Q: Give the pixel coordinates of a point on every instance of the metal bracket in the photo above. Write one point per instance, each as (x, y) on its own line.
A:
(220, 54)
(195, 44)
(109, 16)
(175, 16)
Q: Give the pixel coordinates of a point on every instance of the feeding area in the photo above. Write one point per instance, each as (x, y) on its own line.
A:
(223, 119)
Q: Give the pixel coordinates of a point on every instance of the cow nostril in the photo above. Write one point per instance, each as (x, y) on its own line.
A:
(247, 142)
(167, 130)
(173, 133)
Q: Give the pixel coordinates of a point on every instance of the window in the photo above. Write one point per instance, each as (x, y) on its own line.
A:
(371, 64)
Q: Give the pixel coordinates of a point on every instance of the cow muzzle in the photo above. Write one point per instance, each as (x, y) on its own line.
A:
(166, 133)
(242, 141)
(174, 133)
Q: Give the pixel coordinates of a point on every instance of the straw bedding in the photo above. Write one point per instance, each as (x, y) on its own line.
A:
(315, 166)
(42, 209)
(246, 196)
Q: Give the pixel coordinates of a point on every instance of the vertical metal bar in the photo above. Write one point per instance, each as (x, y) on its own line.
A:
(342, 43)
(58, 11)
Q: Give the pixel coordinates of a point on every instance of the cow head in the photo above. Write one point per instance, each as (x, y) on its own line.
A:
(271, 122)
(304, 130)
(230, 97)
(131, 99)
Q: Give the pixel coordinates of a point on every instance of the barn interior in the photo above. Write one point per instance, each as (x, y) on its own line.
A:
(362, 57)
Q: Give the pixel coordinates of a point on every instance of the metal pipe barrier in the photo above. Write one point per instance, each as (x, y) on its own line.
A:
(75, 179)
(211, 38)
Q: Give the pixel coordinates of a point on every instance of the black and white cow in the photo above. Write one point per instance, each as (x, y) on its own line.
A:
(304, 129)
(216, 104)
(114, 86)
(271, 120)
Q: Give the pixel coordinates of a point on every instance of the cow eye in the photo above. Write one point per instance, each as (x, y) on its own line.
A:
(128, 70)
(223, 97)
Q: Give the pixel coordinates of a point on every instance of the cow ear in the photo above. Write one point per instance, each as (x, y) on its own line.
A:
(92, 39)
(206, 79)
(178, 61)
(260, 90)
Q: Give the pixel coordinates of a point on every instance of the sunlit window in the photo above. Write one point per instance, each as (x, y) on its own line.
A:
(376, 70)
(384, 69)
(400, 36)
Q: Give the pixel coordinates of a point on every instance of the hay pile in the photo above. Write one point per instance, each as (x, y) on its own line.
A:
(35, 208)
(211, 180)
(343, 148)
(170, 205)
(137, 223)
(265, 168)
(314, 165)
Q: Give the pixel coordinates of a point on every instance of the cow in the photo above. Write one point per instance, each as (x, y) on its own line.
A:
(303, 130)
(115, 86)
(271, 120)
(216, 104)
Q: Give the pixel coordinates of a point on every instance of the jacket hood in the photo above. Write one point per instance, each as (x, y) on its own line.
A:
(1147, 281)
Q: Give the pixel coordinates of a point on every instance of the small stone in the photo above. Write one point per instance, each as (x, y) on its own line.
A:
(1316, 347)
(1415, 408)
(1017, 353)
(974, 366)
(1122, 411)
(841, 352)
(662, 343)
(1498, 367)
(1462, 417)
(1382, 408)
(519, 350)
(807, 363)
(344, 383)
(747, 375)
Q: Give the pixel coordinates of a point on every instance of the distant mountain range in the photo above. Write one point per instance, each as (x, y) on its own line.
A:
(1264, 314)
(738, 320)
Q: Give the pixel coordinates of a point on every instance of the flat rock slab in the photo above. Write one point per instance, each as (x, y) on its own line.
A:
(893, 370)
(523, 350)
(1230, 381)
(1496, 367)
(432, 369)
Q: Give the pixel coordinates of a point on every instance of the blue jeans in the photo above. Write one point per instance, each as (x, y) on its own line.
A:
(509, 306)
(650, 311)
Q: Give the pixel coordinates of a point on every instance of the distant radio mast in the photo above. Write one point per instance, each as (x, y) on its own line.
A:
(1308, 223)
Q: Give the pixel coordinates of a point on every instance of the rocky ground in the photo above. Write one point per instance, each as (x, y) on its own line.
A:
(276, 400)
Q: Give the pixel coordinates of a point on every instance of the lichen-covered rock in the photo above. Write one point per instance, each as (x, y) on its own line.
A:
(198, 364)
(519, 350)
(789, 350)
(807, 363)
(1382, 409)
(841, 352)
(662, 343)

Written task:
Starting at the line that has "the distant radio" and stopping after the line that has "(1308, 223)", write those lines out again, item wording included, with every coordinate in the answers shifted up by 43.

Expected output:
Q: Give the pixel coordinates of a point on every instance of the distant radio mast in the photo above. Write one point per instance, each as (x, y) on its own line.
A:
(1351, 266)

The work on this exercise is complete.